▶ _Work task 1_
Answer these questions from the text on yoga at the end of life, one line each:
(a) What does the writer specialize in?
(b) According to T.K.V. Desikachar, why can anybody practice yoga?
(c) What term does the text give in parentheses for breath work?
▶ _Work task 2_
Extract the passage of the text on yoga at the end of life starting at "T.K.V. Desikachar put" and ending at "fullness of health.".

▶ _Text block_
“Well, the people at our hospice wouldn’t be doing that.” This is what someone told me at an event I went to on the weekend when I said I specialized in yoga for people at the end of life.
It’s understandable that people think yoga is not for the dying. We’ve all seen Instagram-worthy photos of lithe young people doing mind-boggling yoga poses. But the truth is that yoga is accessible to everyone alive.
T.K.V. Desikachar put it simply: “Anybody can breathe; therefore anybody can practice yoga. But no one can practice every kind of yoga. It has to be the right yoga for the person.”
“Anybody who wants to can practice yoga.”
– T.K.V. Desikachar, The Heart of Yoga
At the end of life, a yoga practice might include gentle movement. Or not. Maybe a deeply relaxing body scan or yoga nidra would offer the greatest comfort. Yoga for palliative care might involve breath work (prānāyāma), but not exactly the way it’s practiced by a 30-year-old in the fullness of health.

▶ _Data listing_
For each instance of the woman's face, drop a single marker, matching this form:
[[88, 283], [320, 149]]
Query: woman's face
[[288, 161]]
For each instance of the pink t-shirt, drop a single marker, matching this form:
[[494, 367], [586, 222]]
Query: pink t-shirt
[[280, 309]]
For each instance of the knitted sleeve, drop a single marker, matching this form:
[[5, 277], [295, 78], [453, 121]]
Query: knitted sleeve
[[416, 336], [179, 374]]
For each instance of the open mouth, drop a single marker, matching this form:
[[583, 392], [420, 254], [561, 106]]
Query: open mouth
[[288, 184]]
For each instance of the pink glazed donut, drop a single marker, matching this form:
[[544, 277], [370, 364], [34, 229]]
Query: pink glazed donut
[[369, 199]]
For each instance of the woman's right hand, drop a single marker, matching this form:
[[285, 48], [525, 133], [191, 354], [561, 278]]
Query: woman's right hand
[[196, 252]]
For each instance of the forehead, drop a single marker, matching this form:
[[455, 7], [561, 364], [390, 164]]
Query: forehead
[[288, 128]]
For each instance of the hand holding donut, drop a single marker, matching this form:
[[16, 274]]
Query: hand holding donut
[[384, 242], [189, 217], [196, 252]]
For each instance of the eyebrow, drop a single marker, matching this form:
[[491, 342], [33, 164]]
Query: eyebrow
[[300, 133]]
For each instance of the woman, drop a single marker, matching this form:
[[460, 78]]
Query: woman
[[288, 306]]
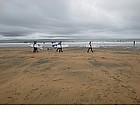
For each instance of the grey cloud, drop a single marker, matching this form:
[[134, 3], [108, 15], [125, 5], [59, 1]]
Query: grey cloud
[[70, 18]]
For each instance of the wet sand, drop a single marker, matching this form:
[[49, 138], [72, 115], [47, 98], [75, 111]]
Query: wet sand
[[107, 76]]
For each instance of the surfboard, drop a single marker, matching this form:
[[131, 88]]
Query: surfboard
[[39, 46]]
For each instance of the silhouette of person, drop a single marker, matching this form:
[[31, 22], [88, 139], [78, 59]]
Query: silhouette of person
[[60, 47], [90, 47], [134, 43], [35, 48]]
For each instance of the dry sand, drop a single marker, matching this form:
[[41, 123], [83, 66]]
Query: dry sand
[[107, 76]]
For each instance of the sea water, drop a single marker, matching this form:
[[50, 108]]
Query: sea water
[[80, 43]]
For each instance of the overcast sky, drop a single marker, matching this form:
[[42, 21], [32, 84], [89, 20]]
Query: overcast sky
[[69, 19]]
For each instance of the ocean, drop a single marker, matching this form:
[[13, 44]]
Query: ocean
[[96, 43]]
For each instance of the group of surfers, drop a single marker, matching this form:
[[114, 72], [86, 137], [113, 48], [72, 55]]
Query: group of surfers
[[59, 49]]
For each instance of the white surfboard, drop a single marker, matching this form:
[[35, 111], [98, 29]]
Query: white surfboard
[[39, 46]]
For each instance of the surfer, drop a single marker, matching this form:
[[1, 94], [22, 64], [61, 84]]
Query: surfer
[[35, 48], [134, 43], [60, 47], [90, 47]]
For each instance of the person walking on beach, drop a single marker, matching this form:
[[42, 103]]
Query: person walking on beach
[[60, 47], [90, 47], [134, 43], [35, 48]]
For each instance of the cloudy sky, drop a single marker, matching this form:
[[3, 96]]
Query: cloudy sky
[[69, 19]]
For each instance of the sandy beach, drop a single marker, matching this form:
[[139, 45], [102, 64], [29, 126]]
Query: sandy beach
[[107, 76]]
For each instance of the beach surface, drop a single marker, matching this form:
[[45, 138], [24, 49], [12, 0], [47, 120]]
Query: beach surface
[[107, 76]]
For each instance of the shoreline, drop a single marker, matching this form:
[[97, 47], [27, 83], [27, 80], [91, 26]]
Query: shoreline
[[107, 76]]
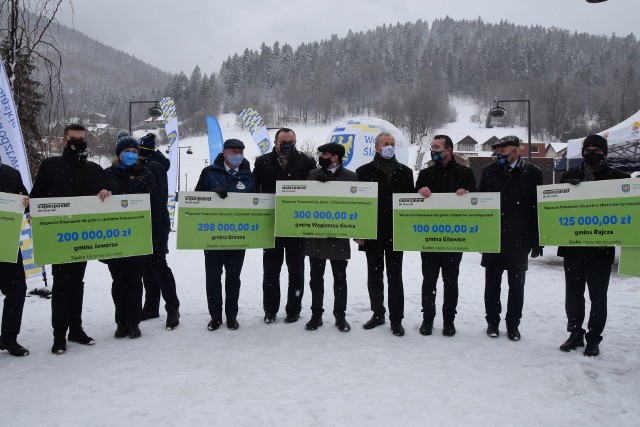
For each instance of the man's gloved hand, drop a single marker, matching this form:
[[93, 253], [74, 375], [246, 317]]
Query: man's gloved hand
[[536, 251], [221, 192]]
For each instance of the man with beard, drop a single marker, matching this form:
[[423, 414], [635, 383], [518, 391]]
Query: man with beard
[[588, 265], [69, 175], [445, 176]]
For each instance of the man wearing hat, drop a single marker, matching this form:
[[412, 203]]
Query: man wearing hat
[[588, 265], [229, 172], [157, 276], [337, 251], [516, 181]]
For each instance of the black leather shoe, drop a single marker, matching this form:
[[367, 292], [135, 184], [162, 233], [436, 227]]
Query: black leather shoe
[[59, 346], [13, 348], [232, 323], [426, 328], [575, 340], [173, 319], [121, 331], [376, 320], [591, 350], [134, 331], [80, 336], [513, 333], [291, 318], [314, 323], [397, 329], [492, 330], [449, 329], [214, 324]]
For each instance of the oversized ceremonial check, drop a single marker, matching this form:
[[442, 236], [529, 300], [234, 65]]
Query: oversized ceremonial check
[[629, 261], [596, 213], [72, 229], [314, 209], [445, 222], [239, 221], [11, 211]]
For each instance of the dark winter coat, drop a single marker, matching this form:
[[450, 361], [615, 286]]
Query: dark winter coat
[[158, 165], [518, 208], [330, 248], [11, 181], [137, 179], [216, 176], [61, 177], [400, 180], [600, 253], [446, 179], [267, 170]]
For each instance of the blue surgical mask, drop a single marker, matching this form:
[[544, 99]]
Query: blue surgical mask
[[129, 158], [436, 156], [503, 159], [388, 151], [235, 159]]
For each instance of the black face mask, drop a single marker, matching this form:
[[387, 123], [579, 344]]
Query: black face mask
[[592, 158], [286, 148], [324, 163], [78, 150]]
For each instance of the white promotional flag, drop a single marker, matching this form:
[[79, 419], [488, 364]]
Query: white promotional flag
[[12, 150], [171, 126]]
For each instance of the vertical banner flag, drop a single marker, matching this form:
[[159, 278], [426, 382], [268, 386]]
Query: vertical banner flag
[[171, 126], [258, 129], [13, 153], [215, 138]]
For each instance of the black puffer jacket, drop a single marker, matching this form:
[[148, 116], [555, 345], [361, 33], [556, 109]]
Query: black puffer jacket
[[137, 179], [61, 177], [267, 170], [399, 180], [519, 215], [446, 179], [600, 253]]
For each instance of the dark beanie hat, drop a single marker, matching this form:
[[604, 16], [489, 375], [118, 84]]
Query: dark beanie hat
[[148, 142], [126, 142], [595, 141], [233, 143], [334, 149]]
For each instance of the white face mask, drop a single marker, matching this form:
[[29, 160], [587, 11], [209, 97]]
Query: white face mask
[[388, 151]]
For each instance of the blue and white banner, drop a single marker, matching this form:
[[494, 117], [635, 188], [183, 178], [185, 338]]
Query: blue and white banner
[[215, 138], [258, 129], [12, 151], [171, 126]]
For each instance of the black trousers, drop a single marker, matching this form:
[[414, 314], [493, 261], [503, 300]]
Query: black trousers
[[14, 287], [272, 260], [126, 288], [375, 282], [339, 269], [158, 280], [214, 262], [595, 274], [432, 263], [515, 301], [67, 294]]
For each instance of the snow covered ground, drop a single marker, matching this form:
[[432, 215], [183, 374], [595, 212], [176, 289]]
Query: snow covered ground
[[281, 374]]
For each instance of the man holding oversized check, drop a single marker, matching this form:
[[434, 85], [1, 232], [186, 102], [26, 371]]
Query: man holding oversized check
[[592, 232]]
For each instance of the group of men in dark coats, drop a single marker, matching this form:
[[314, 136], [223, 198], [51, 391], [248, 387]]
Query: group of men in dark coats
[[513, 177]]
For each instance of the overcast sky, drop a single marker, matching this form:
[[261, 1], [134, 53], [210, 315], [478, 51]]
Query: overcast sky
[[177, 35]]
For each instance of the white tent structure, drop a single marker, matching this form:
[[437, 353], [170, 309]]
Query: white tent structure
[[623, 140]]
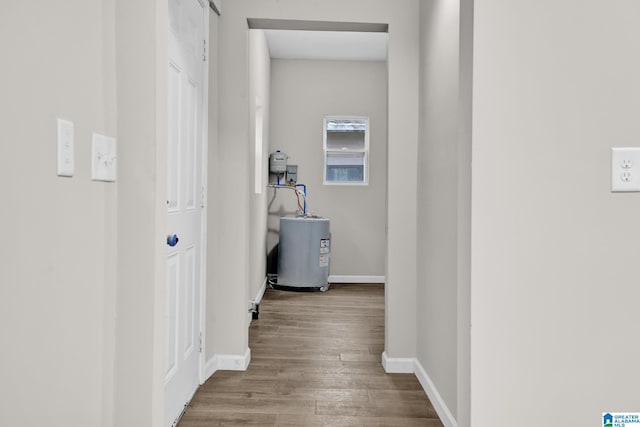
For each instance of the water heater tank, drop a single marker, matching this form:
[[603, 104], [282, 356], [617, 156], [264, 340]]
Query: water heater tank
[[303, 253]]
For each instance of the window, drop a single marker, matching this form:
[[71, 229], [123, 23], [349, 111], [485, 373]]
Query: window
[[346, 150]]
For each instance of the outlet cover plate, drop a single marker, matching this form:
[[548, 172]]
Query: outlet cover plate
[[103, 158]]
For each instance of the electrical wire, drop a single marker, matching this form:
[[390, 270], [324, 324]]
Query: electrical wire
[[298, 194]]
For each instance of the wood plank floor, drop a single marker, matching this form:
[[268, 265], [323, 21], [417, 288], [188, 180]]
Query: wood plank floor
[[315, 361]]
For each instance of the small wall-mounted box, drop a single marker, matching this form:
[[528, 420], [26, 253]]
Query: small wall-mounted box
[[277, 162], [292, 174]]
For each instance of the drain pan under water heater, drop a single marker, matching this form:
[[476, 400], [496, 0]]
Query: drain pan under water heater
[[303, 254]]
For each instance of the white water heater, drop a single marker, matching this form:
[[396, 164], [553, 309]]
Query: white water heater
[[304, 253]]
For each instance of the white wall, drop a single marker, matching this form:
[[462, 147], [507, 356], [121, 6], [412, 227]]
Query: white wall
[[142, 82], [555, 254], [303, 93], [438, 197], [57, 293]]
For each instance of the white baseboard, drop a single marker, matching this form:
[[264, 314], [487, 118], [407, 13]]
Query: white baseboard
[[410, 365], [227, 362], [356, 279], [398, 365], [436, 399]]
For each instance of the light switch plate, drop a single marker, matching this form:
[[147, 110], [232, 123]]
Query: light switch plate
[[625, 169], [103, 158], [65, 148]]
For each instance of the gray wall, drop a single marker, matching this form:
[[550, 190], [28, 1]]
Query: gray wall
[[303, 93], [228, 324], [82, 271], [555, 254], [444, 197], [438, 197], [259, 95]]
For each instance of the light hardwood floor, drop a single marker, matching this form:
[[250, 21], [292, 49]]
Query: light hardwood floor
[[315, 361]]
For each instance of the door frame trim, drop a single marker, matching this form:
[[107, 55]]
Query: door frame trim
[[203, 196]]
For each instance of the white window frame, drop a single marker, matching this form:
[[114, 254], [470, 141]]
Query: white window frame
[[365, 151]]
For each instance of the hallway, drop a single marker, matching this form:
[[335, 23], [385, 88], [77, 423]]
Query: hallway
[[315, 362]]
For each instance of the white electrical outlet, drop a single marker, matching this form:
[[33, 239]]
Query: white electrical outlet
[[625, 169], [103, 158]]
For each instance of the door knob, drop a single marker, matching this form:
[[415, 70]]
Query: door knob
[[172, 240]]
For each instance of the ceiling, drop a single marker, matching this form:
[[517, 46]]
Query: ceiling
[[327, 45]]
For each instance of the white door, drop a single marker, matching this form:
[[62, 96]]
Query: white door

▶ _Answer box 1_
(a) Yoga for people at the end of life.
(b) Because anybody can breathe.
(c) Prānāyāma.

▶ _Answer box 2_
T.K.V. Desikachar put it simply: “Anybody can breathe; therefore anybody can practice yoga. But no one can practice every kind of yoga. It has to be the right yoga for the person.”
“Anybody who wants to can practice yoga.”
– T.K.V. Desikachar, The Heart of Yoga
At the end of life, a yoga practice might include gentle movement. Or not. Maybe a deeply relaxing body scan or yoga nidra would offer the greatest comfort. Yoga for palliative care might involve breath work (prānāyāma), but not exactly the way it’s practiced by a 30-year-old in the fullness of health.